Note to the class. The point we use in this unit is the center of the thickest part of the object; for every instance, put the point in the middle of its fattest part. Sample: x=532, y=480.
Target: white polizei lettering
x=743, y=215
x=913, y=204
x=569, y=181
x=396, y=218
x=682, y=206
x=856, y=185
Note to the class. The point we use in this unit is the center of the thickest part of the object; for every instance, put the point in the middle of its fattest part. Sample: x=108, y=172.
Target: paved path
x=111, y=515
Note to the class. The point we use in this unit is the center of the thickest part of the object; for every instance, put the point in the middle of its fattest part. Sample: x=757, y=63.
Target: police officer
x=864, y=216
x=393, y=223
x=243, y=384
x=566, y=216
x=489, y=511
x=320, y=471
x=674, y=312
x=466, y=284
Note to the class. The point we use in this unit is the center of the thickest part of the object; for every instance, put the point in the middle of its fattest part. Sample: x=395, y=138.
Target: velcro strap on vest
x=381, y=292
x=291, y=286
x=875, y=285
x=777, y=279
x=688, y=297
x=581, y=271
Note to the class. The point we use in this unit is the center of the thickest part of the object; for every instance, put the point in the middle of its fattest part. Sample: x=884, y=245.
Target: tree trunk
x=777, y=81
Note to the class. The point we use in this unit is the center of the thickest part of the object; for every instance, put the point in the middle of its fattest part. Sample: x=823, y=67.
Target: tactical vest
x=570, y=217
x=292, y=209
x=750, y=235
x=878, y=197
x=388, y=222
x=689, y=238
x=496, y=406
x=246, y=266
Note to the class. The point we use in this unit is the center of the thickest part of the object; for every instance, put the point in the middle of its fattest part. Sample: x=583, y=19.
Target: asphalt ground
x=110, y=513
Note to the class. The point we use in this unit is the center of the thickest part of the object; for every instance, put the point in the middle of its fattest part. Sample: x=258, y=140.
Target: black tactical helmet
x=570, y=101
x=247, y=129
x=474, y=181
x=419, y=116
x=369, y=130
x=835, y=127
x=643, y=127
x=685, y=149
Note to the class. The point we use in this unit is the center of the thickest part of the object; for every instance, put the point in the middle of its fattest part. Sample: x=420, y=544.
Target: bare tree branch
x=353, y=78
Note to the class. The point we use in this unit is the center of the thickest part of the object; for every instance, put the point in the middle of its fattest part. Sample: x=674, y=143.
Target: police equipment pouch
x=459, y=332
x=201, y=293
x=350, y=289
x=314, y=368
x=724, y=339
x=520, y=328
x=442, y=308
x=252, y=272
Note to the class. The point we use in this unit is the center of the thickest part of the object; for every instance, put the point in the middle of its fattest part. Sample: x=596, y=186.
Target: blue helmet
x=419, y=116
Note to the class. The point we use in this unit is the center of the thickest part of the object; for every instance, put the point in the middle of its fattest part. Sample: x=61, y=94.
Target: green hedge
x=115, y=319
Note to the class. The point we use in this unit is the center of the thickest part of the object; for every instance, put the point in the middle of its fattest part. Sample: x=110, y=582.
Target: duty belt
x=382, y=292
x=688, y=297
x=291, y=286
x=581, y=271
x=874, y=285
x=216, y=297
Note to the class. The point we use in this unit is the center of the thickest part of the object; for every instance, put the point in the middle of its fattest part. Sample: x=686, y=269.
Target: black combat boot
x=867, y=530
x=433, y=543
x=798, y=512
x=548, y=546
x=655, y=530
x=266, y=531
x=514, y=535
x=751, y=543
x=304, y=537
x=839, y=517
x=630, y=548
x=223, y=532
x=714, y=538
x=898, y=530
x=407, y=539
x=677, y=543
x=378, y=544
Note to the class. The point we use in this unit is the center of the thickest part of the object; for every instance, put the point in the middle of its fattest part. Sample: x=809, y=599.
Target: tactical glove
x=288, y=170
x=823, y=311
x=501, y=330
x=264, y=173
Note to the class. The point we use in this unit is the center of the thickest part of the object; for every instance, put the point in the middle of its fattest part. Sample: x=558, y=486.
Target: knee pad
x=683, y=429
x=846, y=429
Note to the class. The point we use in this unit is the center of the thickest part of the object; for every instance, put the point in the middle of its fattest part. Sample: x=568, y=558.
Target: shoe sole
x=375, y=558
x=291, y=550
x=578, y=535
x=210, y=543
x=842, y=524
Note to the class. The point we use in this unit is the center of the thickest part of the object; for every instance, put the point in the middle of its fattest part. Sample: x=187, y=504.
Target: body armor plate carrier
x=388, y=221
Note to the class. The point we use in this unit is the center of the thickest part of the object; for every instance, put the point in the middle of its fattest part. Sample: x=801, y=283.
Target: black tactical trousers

What you have to do> Quote everything in the records from the line that contains "Sample: x=674, y=143." down to the line that contains "x=216, y=297", with both of those lines included.

Reply>
Note to the class. The point we use in this unit is the center of the thickest part of the object; for every instance, put the point in the middle of its fattest part. Sample: x=674, y=143.
Target: police equipment pouch
x=459, y=332
x=201, y=293
x=350, y=289
x=314, y=368
x=724, y=339
x=520, y=328
x=442, y=308
x=252, y=272
Note to the class. The point we use in this unit is the center of the thickest part of the object; for every instance, put the point in the middle of its fattest part. Sample: x=596, y=186.
Target: blue helmet
x=419, y=116
Note to the class. The point we use in this unit is the center of the thickest part of the object; for every instance, put the point in the middle of its fattest part. Sample: x=61, y=94.
Target: green hedge
x=115, y=319
Note to the class. The point we use in this unit is the center of the thickest part of the object; for every instance, put the point in the middle of its fattest part. Sample: x=110, y=582.
Target: duty belt
x=382, y=292
x=688, y=297
x=291, y=286
x=581, y=271
x=874, y=285
x=216, y=297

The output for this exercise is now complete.